Print all entries below exactly as they appear.

[RECORDS FOR THE TASK — start]

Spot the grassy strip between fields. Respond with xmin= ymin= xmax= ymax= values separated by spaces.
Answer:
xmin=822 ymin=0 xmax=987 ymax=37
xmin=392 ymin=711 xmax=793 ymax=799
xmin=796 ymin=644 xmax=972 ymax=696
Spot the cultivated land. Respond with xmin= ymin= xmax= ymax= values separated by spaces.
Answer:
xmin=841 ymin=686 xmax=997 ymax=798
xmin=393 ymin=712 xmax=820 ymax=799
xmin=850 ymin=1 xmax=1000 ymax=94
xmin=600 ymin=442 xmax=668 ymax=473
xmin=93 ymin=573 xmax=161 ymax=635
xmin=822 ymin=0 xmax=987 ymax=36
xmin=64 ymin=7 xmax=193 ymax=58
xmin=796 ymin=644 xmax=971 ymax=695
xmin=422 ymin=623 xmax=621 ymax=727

[RECORDS FOR THE TASK — finish]

— REPLY —
Spot the grassy strip between fields. Respond with xmin= ymin= xmax= ymax= values separated by spaces.
Answer:
xmin=822 ymin=0 xmax=987 ymax=37
xmin=392 ymin=711 xmax=793 ymax=799
xmin=796 ymin=644 xmax=972 ymax=696
Spot the cultivated land. Respond with xmin= ymin= xmax= ymax= values separated by spaces.
Answer:
xmin=841 ymin=686 xmax=997 ymax=798
xmin=393 ymin=712 xmax=820 ymax=799
xmin=850 ymin=1 xmax=1000 ymax=94
xmin=600 ymin=442 xmax=668 ymax=473
xmin=93 ymin=573 xmax=161 ymax=635
xmin=822 ymin=0 xmax=987 ymax=36
xmin=64 ymin=7 xmax=193 ymax=58
xmin=796 ymin=644 xmax=971 ymax=695
xmin=422 ymin=623 xmax=621 ymax=727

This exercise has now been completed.